[Object pointing dataset rows]
>>

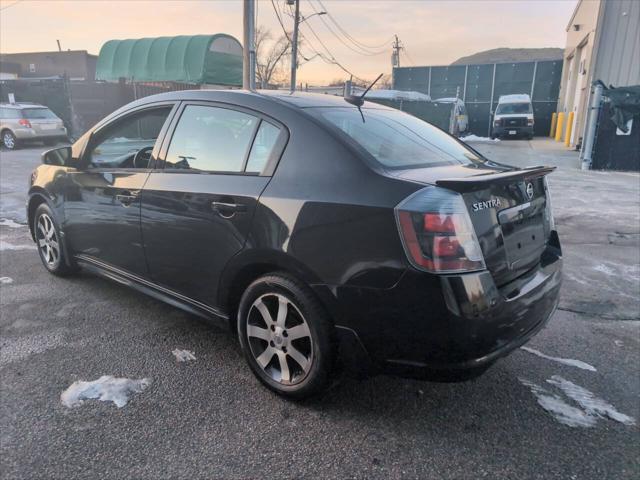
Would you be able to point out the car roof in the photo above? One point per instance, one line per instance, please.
(296, 99)
(515, 98)
(22, 105)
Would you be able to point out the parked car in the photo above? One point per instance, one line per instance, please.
(327, 237)
(460, 112)
(513, 117)
(27, 122)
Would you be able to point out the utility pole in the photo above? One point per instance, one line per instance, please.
(395, 56)
(249, 50)
(294, 43)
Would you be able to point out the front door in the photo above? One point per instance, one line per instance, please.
(197, 211)
(102, 200)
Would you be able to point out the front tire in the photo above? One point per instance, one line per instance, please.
(49, 242)
(286, 336)
(9, 140)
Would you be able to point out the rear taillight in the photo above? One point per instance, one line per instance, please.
(437, 233)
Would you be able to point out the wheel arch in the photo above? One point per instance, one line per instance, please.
(37, 197)
(248, 266)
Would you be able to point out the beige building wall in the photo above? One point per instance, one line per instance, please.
(577, 66)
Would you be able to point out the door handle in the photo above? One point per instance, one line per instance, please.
(126, 198)
(228, 210)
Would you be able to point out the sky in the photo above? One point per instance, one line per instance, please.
(432, 32)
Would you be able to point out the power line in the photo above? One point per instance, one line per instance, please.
(361, 51)
(346, 33)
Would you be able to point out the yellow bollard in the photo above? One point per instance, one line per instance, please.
(567, 136)
(559, 126)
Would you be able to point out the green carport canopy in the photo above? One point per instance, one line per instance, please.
(214, 59)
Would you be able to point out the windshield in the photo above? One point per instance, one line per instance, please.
(38, 113)
(396, 139)
(509, 108)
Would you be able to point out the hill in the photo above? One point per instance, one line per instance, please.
(505, 55)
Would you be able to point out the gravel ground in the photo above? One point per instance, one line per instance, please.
(210, 418)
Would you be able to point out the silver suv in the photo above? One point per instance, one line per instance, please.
(25, 122)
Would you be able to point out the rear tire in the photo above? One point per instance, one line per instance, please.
(9, 140)
(49, 242)
(286, 336)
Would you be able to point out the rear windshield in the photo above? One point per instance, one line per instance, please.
(509, 108)
(396, 139)
(36, 113)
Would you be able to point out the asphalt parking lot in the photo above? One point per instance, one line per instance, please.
(540, 413)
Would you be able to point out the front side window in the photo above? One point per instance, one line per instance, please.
(38, 114)
(511, 108)
(211, 139)
(398, 140)
(127, 143)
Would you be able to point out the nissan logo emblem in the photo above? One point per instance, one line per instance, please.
(530, 190)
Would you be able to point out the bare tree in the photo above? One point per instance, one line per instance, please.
(270, 56)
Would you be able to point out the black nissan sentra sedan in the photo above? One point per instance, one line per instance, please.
(330, 238)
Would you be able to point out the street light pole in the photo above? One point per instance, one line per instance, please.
(294, 45)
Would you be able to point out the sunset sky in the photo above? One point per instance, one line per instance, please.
(433, 32)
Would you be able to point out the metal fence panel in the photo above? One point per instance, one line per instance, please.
(481, 89)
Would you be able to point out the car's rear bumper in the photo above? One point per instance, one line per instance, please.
(429, 323)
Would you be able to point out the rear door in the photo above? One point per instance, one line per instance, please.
(197, 210)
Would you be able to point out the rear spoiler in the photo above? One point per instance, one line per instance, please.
(479, 182)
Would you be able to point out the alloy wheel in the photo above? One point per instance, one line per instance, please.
(48, 240)
(281, 344)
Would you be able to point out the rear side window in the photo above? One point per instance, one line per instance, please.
(38, 113)
(398, 140)
(211, 139)
(9, 113)
(262, 147)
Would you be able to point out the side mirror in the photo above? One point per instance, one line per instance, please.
(59, 156)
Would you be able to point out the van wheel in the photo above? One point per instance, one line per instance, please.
(9, 140)
(49, 243)
(286, 336)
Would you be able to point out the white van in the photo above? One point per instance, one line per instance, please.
(513, 117)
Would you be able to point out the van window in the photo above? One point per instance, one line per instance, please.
(511, 108)
(38, 113)
(396, 139)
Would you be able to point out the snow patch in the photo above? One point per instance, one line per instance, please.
(183, 355)
(476, 139)
(106, 389)
(592, 405)
(7, 222)
(604, 269)
(558, 408)
(564, 361)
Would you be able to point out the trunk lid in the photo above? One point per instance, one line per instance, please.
(508, 210)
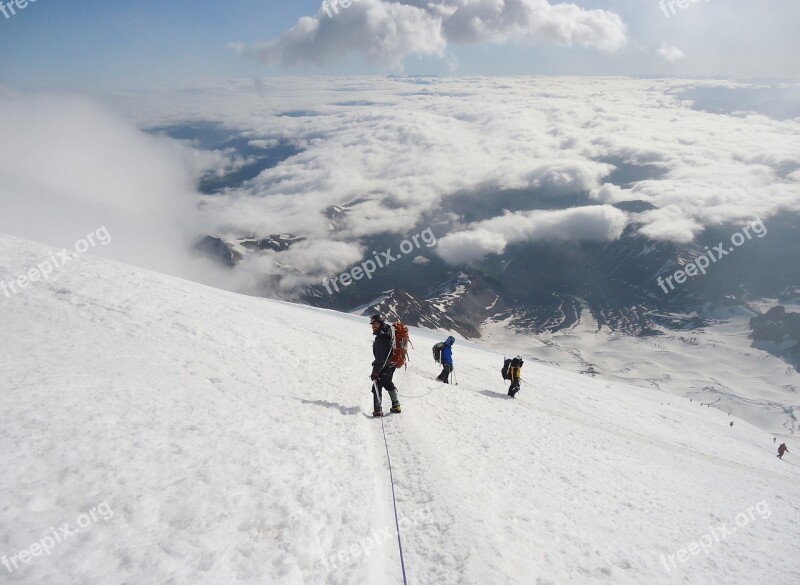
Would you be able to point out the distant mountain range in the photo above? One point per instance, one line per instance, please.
(545, 287)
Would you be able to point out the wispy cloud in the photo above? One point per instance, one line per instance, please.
(385, 32)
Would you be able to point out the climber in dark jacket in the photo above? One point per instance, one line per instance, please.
(447, 360)
(382, 371)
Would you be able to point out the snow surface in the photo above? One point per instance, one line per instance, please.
(714, 365)
(229, 436)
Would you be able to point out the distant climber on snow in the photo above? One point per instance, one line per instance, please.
(512, 370)
(443, 353)
(382, 365)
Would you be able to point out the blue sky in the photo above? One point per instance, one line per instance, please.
(93, 44)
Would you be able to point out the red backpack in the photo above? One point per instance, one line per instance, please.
(399, 354)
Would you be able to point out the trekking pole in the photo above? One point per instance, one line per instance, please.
(377, 394)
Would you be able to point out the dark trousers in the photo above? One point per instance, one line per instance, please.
(384, 381)
(445, 375)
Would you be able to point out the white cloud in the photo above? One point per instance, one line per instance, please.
(404, 146)
(671, 53)
(385, 32)
(468, 246)
(600, 222)
(71, 165)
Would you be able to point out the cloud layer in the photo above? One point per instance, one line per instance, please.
(396, 152)
(71, 165)
(385, 32)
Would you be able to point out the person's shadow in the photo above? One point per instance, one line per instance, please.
(345, 410)
(491, 394)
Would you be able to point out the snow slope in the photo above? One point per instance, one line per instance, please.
(715, 365)
(201, 437)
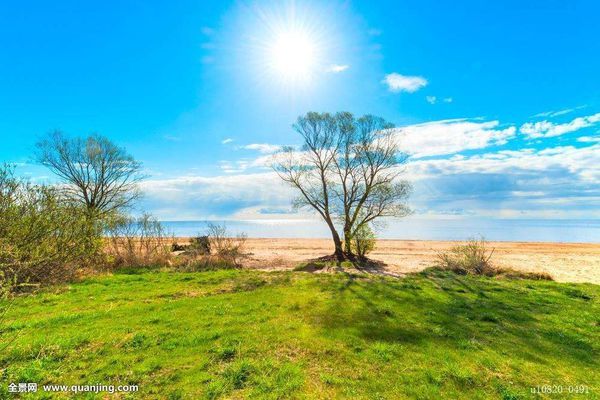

<<

→ What the exercise asks
Retype the stretch of the records from the line containing "Would you be able to point out the blue" through the end of the records, both ends included. Leave any pictures out.

→ Complete output
Would you be able to point out the blue sky in the photo above? One point per instance, one line per instance, please.
(93, 44)
Would you be able to point out the red backpack in the photo above? One point per instance, one line per instance, please.
(399, 354)
Would you be able to point out the trekking pole in the photo above? One point per instance, one line per instance, please.
(377, 394)
Would you be able to point out the dark trousers in the photo above? One point per instance, one line per instance, please.
(384, 381)
(445, 375)
Would you be able to point out the white cloud in the photo above? One point per instance, one line per instance, please.
(404, 146)
(671, 53)
(385, 32)
(468, 246)
(600, 222)
(71, 165)
Would you be able to point out the cloud layer in the photo above? One point per instance, one line per instance, please.
(396, 152)
(71, 165)
(385, 32)
Would you be able to point out the person's shadow in the photo above? One point per instance, one line per instance, please.
(345, 410)
(491, 394)
Would you be able to point out the snow slope in the photo above? One point per instance, one line per instance, please.
(715, 365)
(201, 437)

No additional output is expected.